• EXERCISE OBJECTIVE: Would you count the lines in the entries below that contain "bird"? Reply with the number only.

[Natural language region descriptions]
·····

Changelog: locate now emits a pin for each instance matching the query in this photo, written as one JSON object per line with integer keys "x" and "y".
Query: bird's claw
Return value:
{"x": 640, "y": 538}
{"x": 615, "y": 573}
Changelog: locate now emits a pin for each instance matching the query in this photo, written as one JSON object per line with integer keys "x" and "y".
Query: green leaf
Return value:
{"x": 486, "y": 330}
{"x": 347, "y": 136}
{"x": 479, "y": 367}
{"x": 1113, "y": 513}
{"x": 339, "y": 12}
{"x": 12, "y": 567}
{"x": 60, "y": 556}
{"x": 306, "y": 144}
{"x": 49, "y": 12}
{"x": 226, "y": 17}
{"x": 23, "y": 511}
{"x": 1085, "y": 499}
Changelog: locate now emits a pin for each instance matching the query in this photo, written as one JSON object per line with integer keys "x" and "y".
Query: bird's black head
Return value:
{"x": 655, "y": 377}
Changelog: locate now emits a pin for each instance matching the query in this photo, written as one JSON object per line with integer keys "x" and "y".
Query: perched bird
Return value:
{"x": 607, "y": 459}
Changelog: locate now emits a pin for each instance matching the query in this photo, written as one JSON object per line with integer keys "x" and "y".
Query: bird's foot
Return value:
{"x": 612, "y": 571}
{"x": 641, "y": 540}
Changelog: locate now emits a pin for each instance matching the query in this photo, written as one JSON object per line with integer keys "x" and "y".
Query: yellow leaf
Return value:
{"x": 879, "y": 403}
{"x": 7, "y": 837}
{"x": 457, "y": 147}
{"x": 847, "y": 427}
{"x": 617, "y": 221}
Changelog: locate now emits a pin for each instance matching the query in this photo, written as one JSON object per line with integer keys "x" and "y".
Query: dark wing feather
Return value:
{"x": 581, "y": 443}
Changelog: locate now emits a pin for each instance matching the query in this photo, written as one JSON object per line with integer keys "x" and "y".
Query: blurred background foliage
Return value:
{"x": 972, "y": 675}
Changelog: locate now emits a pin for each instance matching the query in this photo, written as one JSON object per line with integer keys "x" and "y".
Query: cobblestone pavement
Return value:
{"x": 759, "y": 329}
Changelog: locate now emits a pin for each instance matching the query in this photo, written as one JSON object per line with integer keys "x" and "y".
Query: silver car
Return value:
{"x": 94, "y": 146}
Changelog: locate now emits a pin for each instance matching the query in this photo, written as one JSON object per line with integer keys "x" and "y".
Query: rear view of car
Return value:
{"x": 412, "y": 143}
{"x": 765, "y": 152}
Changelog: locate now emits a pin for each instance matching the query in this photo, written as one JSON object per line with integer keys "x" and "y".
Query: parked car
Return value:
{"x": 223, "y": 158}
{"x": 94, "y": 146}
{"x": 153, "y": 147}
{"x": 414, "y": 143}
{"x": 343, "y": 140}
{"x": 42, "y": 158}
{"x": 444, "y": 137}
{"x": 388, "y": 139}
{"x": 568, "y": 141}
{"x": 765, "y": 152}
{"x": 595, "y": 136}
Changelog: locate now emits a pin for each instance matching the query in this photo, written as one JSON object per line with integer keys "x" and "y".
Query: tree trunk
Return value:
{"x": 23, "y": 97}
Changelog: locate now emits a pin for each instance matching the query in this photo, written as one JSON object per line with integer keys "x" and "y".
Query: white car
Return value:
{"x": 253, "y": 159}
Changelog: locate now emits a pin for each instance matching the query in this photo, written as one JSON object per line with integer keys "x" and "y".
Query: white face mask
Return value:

·····

• RESULT OF THIS TASK: 4